Passage shown:

....

This mode of representation was adapted to the Galilean theory, which authorized the instanta-
neous distant interactions and in which the speed of light was inﬁnite. Indeed, the image which an
observer receives from the world at one time corresponded then to the image that another observer
far away from the ﬁrst (and that could be moving relatively to him) also receives at a certain time
(thus at the “same” time), by a simple geometrical transformation (an displacement). It is thus a
3-dimensional image which the theorist can imagine at a certain time, and to which he can give an
objective reality.
But that becomes false in relativity, owing to the fact that the speed of light in the vacuum is
ﬁnite and the maximum possible for information. Therefore, galilean intuition is no more adapted
to conceive this theory.
2.3. The methodological trap of its current teaching
The majority of special relativity courses, even recent ones, that can be found on the market, still
more or less use the same approach faithful to the history of its discovery, far from any attempt of
renewing considered impossible or without object, as this method was repeated more or less just the
same since nearly a century: in the name of the sense of experimental principles and realities, they
start by regarding as a core reality the type of appearances of the world perceived by the miserable
points in the universe which we are. Being thus locked up in the galilean intuition, they then can
only undertake to grasp therein also at any costs the reality of the physical space-time.
As the correspondence between physical reality and Galilean intuition that observation naturally
gives is not satisfactory, they thus deﬁne an artiﬁcial one more satisfactory for the mind, called
“inertial frame”, by means of a virtual, complex and practically unrealizable experimental device.
This concept of inertial frame which was inherited from galilean theory, will ﬁnally be a mathematical
tool equivalent to the concept of an orthogonal frame in Euclidean geometry (or sometimes to the
data of only one base vector of these frames, namely the time vector): useful notion to the study of
geometry (but not absolutely necessary), and diverted here from its basic meaning into the call for
an unsuited intuition. (Indeed, it declares instantaneous independent events, giving to “to see” in
imagination a “present” distant event whose light will arrive only later, as if one could see a light
signal coming before it reaches us. . . ) (In galilean theory, one could also consider non-inertial reference
frames without too many complications, which is no more the case in relativity: the accelerated
material systems that can also be considered by the theory, and which are meant to deﬁne these
other reference frames and did it well in galilean theory, are a worse point of view for the Galilean
intuition in relativity; such a use of this intuition would mathematically correspond to the use of
curvilinear frames of reference.)

....

Recorded information:
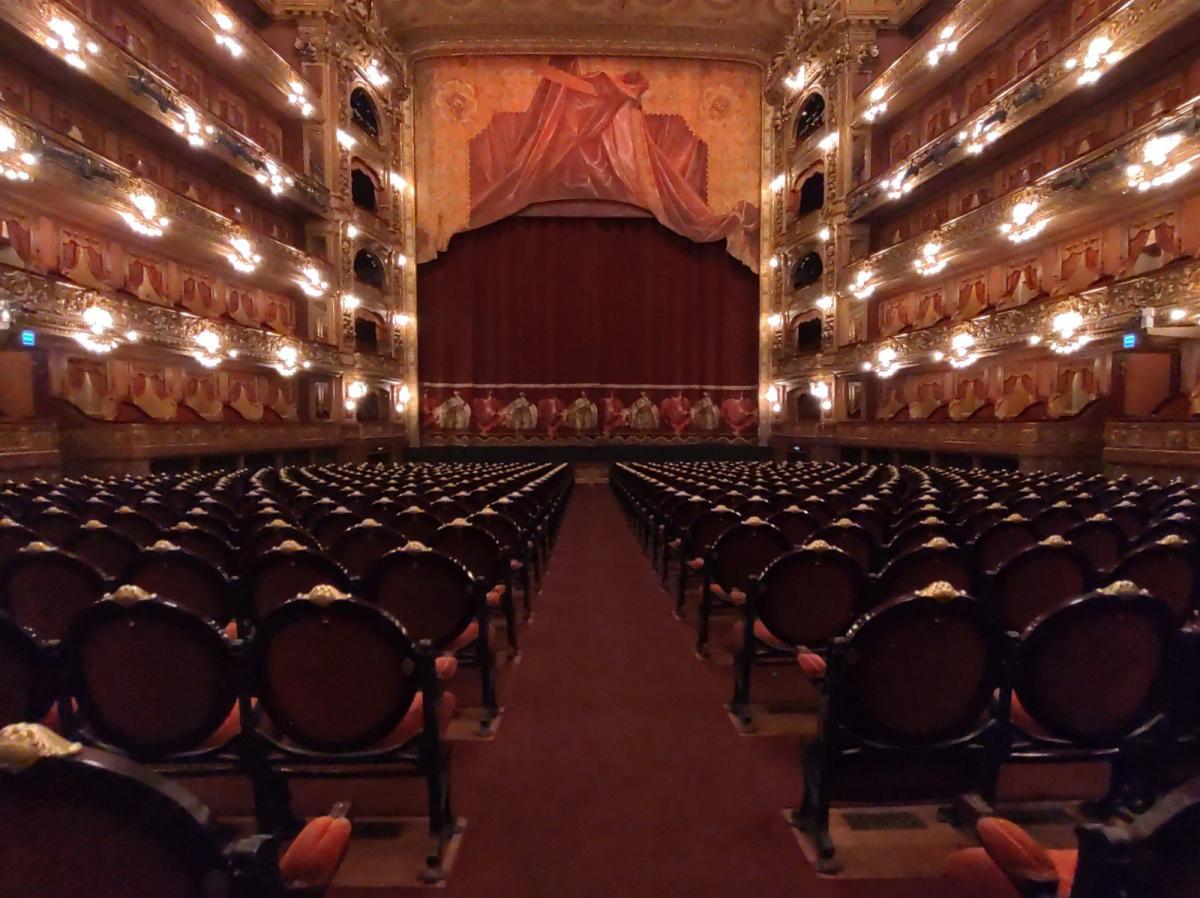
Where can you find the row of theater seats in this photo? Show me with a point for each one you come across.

....

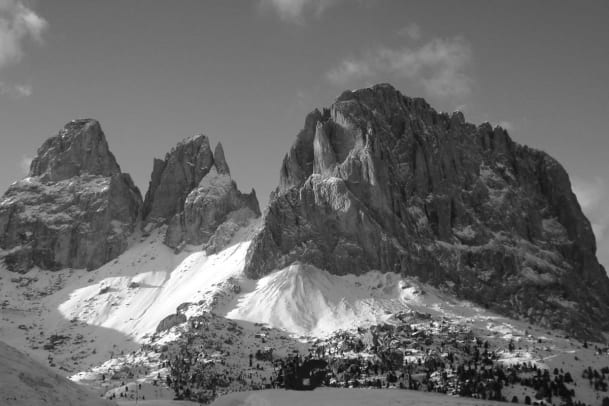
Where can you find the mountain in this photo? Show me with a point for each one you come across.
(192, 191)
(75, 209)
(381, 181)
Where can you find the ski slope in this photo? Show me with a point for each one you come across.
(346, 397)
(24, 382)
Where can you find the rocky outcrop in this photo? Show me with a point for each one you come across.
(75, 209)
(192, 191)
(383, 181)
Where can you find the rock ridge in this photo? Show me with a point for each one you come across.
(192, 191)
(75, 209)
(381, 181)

....

Exercise requirements:
- A) Extract the stretch from "2.3. The methodological" through "the physical space-time." in the passage on special relativity and Galilean intuition.
- B) Continue the passage on special relativity and Galilean intuition from the point where it stops.

Answers to the exercise:
- A)
2.3. The methodological trap of its current teaching
The majority of special relativity courses, even recent ones, that can be found on the market, still
more or less use the same approach faithful to the history of its discovery, far from any attempt of
renewing considered impossible or without object, as this method was repeated more or less just the
same since nearly a century: in the name of the sense of experimental principles and realities, they
start by regarding as a core reality the type of appearances of the world perceived by the miserable
points in the universe which we are. Being thus locked up in the galilean intuition, they then can
only undertake to grasp therein also at any costs the reality of the physical space-time.

- B)
Naturally unable to articulate this intuition in accordance with the theory to be conceived,
they declare that the theory can be understood only by the rigour of the formulas and proofs, while
rejecting any intuitive inspiration. But at the same time, in the name of the meaning of realities, they
hopelessly go on clinging to this intuition. Because formulas can’t exist in a pure state without losing
any signiﬁcance, they can only be relations between parameters which correspond to reality, which
is deﬁned as the object of our senses and thus of our intuition, yes but which ones and according to
which correspondance ? It is this unfortunate choice of an arbitrarily ﬁxed mode of representation,
neither faithful to the experiment in its relation to reality, nor adapted to the internal understanding
of the theory to conceive, which determines the appearance of the “fundamental formulas” and their
complexity.
Then, fault of being able to give an intuitive physical meaning to a formula, they let it the
authority that comes from the lengthy proofs for the fact that there cannot exist any other theory of
space-time or mechanics (compatible with some principles expressed in experimental terms), however

9
twisted it may be, in which it would not be rigorously true. Thus, in the name of the meaning of
physical realities, they prove the unicity of the theory without giving the means to feel or really
understand it, while almost forgetting to justify its existence (i.e. its non-contradiction), satisﬁed for
that to note that the universe exists. (From where comes the proliferation of pseudo-revolutionary
physicists who claim to refute relativity by simple thought experiments, presenting it as an absurd
and poor interpretation of the famous experiences).
2.4. For a new approach of the theory
We will approach the relativity theory by an intuitive presentation which consists in using,
instead of the Galilean intuition, a purely geometrical intuition.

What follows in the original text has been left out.